Problem:
Which lines of the data hold the word "head"? Copy all of them.

-- Opening Marker --

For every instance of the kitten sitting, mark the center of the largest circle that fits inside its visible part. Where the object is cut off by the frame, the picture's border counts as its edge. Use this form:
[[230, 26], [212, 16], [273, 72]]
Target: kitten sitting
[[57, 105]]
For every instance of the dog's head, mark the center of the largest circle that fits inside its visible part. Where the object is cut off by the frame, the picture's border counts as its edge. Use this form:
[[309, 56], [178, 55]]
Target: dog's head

-- Closing Marker --
-- Opening Marker --

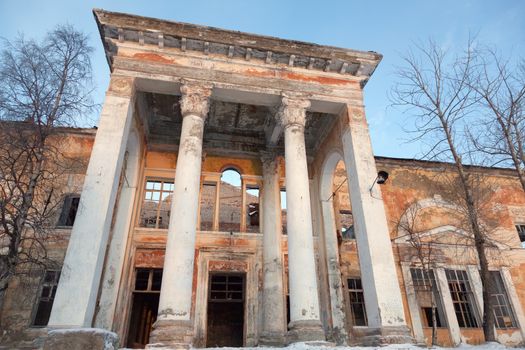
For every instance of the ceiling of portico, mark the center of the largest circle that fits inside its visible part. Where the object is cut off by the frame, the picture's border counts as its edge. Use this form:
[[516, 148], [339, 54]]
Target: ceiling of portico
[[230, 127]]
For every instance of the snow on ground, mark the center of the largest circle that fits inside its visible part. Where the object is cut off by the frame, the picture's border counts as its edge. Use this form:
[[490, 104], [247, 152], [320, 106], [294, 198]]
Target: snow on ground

-- Closing Marker --

Response:
For every instance of the dog's head, mark the center of the largest circle that fits inside its visible part. Where the object is cut off by the frame, the picture's border counts as its edge. Use this form:
Target: dog's head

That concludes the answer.